Please pull out every line of the items below that contains the word "fence". Match its case exactly.

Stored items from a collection
Start
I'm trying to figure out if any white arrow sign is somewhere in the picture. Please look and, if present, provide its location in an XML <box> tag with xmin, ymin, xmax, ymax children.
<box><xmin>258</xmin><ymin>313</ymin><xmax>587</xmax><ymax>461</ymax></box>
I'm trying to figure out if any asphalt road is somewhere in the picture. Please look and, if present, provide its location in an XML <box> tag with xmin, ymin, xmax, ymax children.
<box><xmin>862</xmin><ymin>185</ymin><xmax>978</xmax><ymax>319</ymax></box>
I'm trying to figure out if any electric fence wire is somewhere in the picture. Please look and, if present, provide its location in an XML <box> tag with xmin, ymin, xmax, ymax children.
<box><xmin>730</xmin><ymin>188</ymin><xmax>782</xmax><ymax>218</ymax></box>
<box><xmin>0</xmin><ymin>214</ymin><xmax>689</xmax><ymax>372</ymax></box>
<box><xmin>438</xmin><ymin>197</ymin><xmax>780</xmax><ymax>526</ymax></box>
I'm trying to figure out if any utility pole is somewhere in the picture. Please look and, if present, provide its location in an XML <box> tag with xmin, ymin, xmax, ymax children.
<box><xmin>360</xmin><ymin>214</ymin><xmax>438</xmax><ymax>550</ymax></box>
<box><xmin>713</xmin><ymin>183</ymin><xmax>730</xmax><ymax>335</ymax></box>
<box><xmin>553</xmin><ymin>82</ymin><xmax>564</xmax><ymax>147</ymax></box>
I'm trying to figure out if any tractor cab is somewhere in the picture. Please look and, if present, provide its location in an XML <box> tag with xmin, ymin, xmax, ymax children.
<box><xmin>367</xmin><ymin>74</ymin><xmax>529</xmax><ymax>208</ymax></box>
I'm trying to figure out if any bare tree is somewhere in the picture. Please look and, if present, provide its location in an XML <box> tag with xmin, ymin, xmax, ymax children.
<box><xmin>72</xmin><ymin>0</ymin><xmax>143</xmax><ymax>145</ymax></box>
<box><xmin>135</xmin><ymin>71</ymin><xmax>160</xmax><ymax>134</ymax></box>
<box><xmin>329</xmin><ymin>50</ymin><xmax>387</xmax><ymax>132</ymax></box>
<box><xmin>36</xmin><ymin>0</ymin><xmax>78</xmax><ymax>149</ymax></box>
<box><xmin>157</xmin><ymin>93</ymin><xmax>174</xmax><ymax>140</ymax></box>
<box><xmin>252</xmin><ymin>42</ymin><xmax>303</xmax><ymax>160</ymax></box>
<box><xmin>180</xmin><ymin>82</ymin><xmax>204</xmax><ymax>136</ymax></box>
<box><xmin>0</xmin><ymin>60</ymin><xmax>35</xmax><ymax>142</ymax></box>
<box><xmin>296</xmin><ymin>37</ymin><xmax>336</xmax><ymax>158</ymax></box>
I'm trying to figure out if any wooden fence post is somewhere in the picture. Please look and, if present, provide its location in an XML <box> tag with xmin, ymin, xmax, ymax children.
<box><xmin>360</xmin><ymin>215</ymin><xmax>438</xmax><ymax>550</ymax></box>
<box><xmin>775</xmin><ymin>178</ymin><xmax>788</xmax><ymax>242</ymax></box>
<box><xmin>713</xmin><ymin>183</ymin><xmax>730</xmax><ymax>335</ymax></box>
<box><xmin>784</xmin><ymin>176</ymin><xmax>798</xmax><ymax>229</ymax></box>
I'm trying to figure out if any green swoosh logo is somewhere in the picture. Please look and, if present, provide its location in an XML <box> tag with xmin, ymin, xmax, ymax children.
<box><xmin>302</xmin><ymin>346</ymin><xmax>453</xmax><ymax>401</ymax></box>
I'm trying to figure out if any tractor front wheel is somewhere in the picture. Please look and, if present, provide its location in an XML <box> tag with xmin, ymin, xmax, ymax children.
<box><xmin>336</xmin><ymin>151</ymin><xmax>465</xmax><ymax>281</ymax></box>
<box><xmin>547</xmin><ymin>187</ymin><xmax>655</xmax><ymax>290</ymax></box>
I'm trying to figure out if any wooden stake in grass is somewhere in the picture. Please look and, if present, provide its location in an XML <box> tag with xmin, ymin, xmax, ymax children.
End
Complete answer
I'm trying to figure out if any electric fence wire is somewhere in the picture. Please look and, if present, provide its location in an XML <box> tag with xmin, ymin, xmax, ymax children.
I'm trying to figure out if any wooden fence post is somewhere in the picture. Please look and, if present, provide its location in an XML <box> tag with xmin, ymin, xmax, ymax children.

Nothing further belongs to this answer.